[Haskell] Re: whereis the lazyness ?

[Fred Nicolier]

> No. The array really does get created with that huge number elements.
> The Haskell Array type is lazy in it's *elements*, not its keys.

Ok thanks, i understand (my error is that i want lazy datas everywhere !!)

> The Array type is just your ordinary O(1) indexable structure. If you
> want a data structure that works well with sparse keys, you'll need to
> look beyond the simple Array type. FiniteMap would work fine for this. 

My aim is to design signal/image processing code. I dont want efficiency 
  but clarity. I hope to be closer as possible to the "math" defs.
By definition a signal is a function from Integer to Nums. So i modify 
my code as joined.

The question is : should i design a class (derived from FinitMap by 
example) or keep the defined datatype ?

Fred

-----
-----

import Data.Array

-- The general definition of a signal
data SignalOn x a = Signal (x, x) (x -> a)


-- some constructor (other can be easily defined)
funcSignal b f = Signal b f
listSignal b l = Signal b ( \k -> l!!(k - fst b) )
arraySignal b a = Signal b (a!)

-- a monodimensional signal is just a specialized signal
type Signal1dOf a = SignalOn Int a

-- an Image is just a specialized signal
type ImageOf a = SignalOn (Int, Int) a

funcImage :: ((Int, Int), (Int, Int)) -> ((Int, Int) -> a) -> ImageOf a
funcImage b f = Signal b f

-- some stuff to access the basic properties of a signal

values (Signal b f) = [f k | k <- range b]
funcOf (Signal _ f) = f
bnds (Signal b f) = b
(&) (Signal _ f) x = f x

instance (Index k, Num a) => Show (SignalOn k a) where
     show (Signal b f) = "Signal on "
....
## Exercise set:
[1] Which data structure does the reply quoted in the Haskell post recommend for sparse keys?
[2] In the Haskell post, why does the reply say the array really gets created with the huge number of elements?
[3] Write the rest of the code in the Haskell post, starting after its last line.

Object pointing dataset rows:
....
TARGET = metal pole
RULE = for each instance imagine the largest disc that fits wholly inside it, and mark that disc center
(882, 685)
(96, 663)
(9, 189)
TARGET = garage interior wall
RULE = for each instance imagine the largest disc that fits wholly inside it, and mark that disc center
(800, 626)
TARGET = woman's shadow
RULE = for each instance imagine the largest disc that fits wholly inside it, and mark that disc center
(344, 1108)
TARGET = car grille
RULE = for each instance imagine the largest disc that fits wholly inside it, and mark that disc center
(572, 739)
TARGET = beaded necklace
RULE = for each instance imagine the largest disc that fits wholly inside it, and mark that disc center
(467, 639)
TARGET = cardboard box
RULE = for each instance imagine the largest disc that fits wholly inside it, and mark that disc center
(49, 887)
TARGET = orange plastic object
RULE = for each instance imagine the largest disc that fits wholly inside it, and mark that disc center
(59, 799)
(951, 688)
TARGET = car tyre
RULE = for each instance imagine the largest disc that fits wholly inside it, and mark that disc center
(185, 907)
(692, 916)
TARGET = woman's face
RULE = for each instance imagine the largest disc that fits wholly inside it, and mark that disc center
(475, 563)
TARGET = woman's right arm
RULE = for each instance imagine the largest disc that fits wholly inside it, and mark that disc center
....
## Results for each task:
[1] FiniteMap.

[2] The Haskell Array type is lazy in its elements but not in its keys, so the full structure is built. It is an ordinary O(1) indexable structure rather than one suited to sparse keys.

[3]
                         ++ show b ++ " = "
                         ++ show ( map f (range b) )

mixWith op (Signal b f) (Signal b' f') = Signal b ( \k -> op (f k) (f' k))

instance (Index k, Eq a) => Eq (SignalOn k a) where
    x /= y = ( bnds x /= bnds y) || (values x /= values y)

instance (Index k) => Functor (SignalOn k) where
     fmap g (Signal b f) = Signal b (g.f)

instance (Num a) => Num (Signal1dOf a) where
     (+) = mixWith (+)
     (*) = mixWith (*)
     signum = fmap signum
     abs = fmap abs
     fromInteger k = funcSignal (minB, maxB) (const (fromIntegral k) )
         where minB = (minBound :: Int)
               maxB = (maxBound :: Int)

-- Necessary stuff for indexes

class (Ix a, Ord a, Show a) => Index a where
     max2Ix :: a -> a -> a
     min2Ix :: a -> a -> a
     ltIx  :: a -> a -> Bool
     lengthIx :: a -> Int
     add2Ix :: a -> a -> a
     mul2Ix :: a -> a -> a
     negIx :: a -> a

     max2Ix x y = max x y
     min2Ix x y = min x y
     ltIx x y  = x <= y
     lengthIx _ = 1

instance Index Int where
     add2Ix x y = x + y
     mul2Ix x y = x * y
     negIx x = -x

instance (Index a, Index b) => Index (a,b) where
     max2Ix (x1,y1) (x2,y2) = (max2Ix x1 x2, max2Ix y1 y2)
     min2Ix (x1,y1) (x2,y2) = (min2Ix x1 x2, min2Ix y1 y2)
     ltIx (x1,y1) (x2,y2)  = ltIx x1 x2 && ltIx y1 y2
     lengthIx _ = 2
     add2Ix (x1,y1) (x2,y2) = (add2Ix x1 x2, add2Ix y1 y2)
     mul2Ix (x1,y1) (x2,y2) = (mul2Ix x1 x2, add2Ix y1 y2)
     negIx (x,y) = (negIx x, negIx y)